# ESTRATTO DEL DOCUMENTO
..............................

The End: la recensione musical post-apocalittico di Joshua Oppenheimer

18/10/2025 recensione film di Gioia Majuna

Bunker, privilegio e colpa in un esperimento ambizioso quanto irregolare

tilda film the end

The End è il primo film di finzione di Joshua Oppenheimer e nasce da una domanda tanto semplice quanto perturbante: come suona la fine del mondo quando a cantarla sono i responsabili, diretti o indiretti, del disastro?

Venti anni dopo il collasso climatico, una famiglia si è rifugiata in un bunker scavato in una miniera di sale: Padre (un petroliere in pensione), Madre (ex ballerina), il Figlio nato sottoterra, un medico, una cuoca-confidente e un maggiordomo. Tele vuote di coscienza appese accanto a Renoir, un trenino che ricostruisce la Storia come piace a chi l’ha scritta, un memoir dettato al figlio per ripulire il passato: l’arte, il lusso e la disciplina servono a rimuovere la realtà. Quando alla porta arriva una giovane sopravvissuta dell’esterno, la bolla si incrina: affiorano scelte indicibili, esclusioni programmate, la menzogna di una memoria “benefica” che chiama progresso l’estrazione e fatalità il collasso.

..............................

# DATI DI PARTENZA
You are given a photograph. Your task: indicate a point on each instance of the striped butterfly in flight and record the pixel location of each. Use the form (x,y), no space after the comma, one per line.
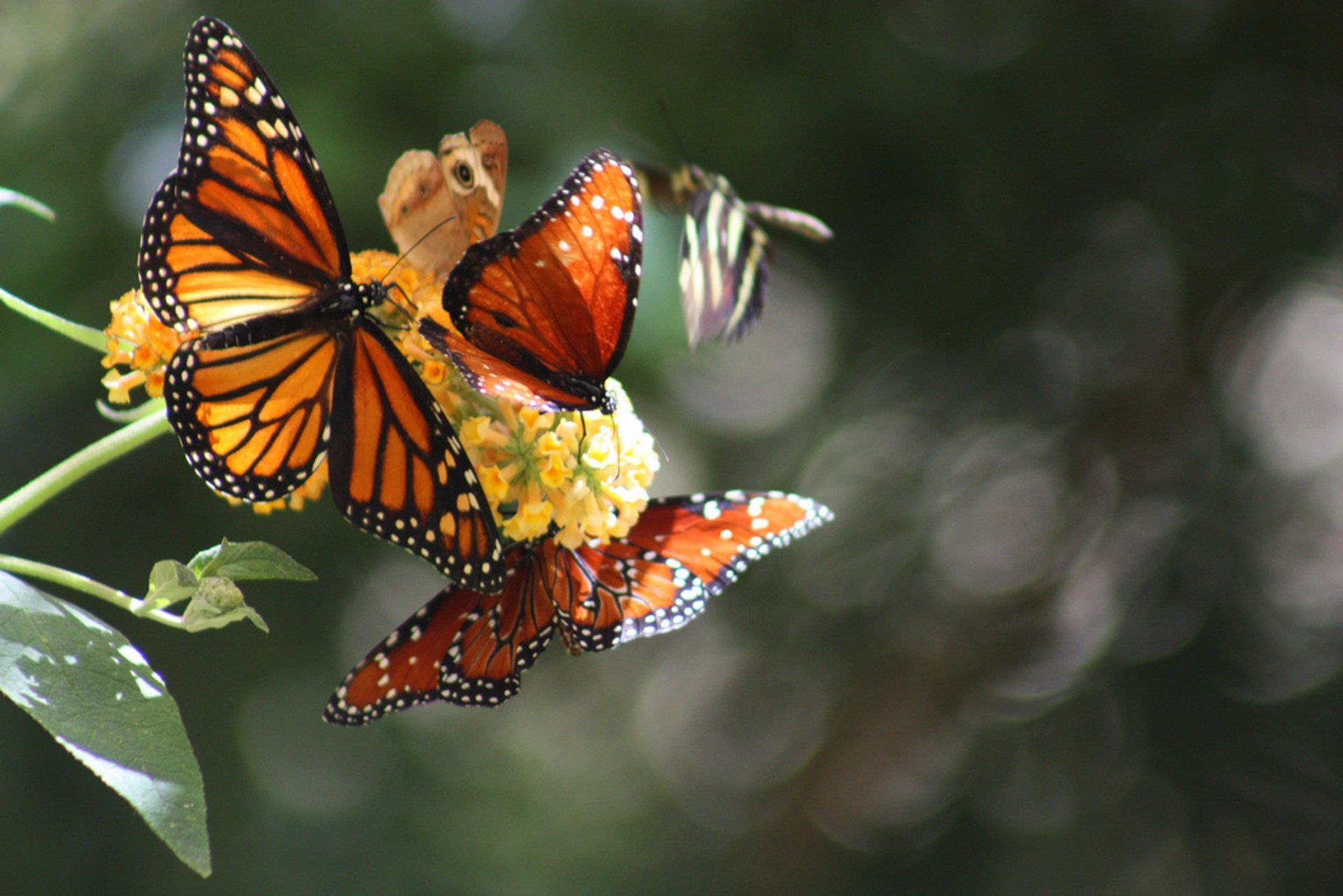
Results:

..............................

# COMPITI DA SVOLGERE
(a) Riporta dalla recensione il brano che comincia con "Bunker, privilegio e" e va avanti fino a "indiretti, del disastro?".
(b) In base alla recensione, indica se ciascuna affermazione è vera rispondendo sì o no e citando le parole del testo che lo dimostrano: (i) The End è il primo film di finzione di Joshua Oppenheimer; (ii) la famiglia si è rifugiata nel bunker dieci anni dopo il collasso climatico; (iii) Padre è un ex ballerino.
Il materiale è separato dalla recensione.

# ELENCO RISPOSTE
(a)
Bunker, privilegio e colpa in un esperimento ambizioso quanto irregolare

tilda film the end

The End è il primo film di finzione di Joshua Oppenheimer e nasce da una domanda tanto semplice quanto perturbante: come suona la fine del mondo quando a cantarla sono i responsabili, diretti o indiretti, del disastro?

(b)
(i) Sì: "The End è il primo film di finzione di Joshua Oppenheimer".
(ii) No: "Venti anni dopo il collasso climatico".
(iii) No: "Padre (un petroliere in pensione)".